▶ [Available data]
• • • • • • •

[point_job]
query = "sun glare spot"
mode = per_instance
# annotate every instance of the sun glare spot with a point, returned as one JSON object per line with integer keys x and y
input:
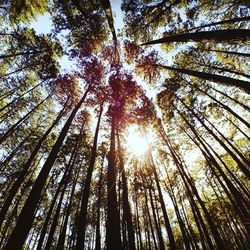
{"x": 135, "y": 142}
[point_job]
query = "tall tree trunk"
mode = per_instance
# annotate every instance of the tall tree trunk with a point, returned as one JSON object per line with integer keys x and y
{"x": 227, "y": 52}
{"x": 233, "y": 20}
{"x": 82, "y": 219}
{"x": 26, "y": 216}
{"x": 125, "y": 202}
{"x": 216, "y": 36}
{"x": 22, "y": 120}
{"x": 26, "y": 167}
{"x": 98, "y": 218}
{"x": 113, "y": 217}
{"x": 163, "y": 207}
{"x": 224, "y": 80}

• • • • • • •

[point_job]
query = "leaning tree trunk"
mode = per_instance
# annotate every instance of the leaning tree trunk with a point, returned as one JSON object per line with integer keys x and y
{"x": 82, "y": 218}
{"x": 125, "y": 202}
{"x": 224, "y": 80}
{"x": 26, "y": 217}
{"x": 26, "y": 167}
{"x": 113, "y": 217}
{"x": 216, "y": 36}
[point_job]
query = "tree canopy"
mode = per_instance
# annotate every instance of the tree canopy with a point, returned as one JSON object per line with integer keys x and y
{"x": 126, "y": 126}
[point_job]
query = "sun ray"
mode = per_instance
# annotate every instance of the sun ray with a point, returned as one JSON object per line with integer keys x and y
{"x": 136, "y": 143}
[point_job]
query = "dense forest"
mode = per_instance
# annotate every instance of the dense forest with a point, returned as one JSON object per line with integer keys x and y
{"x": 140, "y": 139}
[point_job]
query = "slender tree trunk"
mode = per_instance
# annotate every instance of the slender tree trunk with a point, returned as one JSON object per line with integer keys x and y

• • • • • • •

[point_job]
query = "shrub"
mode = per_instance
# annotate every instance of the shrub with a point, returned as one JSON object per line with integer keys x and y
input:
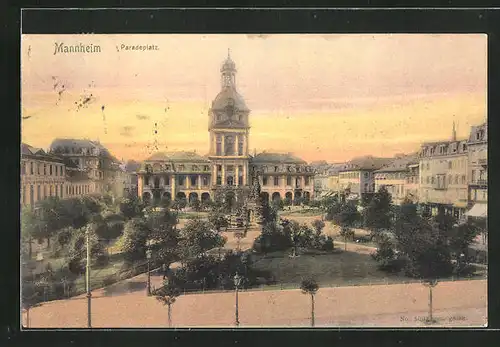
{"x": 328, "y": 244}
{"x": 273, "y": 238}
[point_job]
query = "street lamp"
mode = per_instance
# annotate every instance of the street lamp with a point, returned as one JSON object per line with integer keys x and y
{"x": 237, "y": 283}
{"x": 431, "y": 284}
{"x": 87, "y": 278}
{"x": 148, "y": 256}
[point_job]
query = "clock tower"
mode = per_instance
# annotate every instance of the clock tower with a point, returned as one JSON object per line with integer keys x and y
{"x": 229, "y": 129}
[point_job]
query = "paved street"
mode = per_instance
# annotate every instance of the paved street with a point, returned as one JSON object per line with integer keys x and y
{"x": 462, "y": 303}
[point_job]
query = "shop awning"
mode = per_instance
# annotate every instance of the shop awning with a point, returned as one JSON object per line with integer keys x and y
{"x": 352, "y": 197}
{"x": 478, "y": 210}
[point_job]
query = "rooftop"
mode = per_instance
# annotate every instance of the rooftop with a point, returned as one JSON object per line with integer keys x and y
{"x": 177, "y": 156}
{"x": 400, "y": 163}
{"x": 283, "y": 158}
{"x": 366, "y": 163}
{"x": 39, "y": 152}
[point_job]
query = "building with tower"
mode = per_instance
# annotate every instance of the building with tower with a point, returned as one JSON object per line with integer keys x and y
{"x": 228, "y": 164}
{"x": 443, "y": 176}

• • • • • • •

▶ [Problem details]
Collect every line of the rows that contains the word "tall".

▶ [Full solution]
query = "tall tree trunk"
# annotate every instance of the tall tree trunk with a point, returned as one JSON object per line with integer keys x and y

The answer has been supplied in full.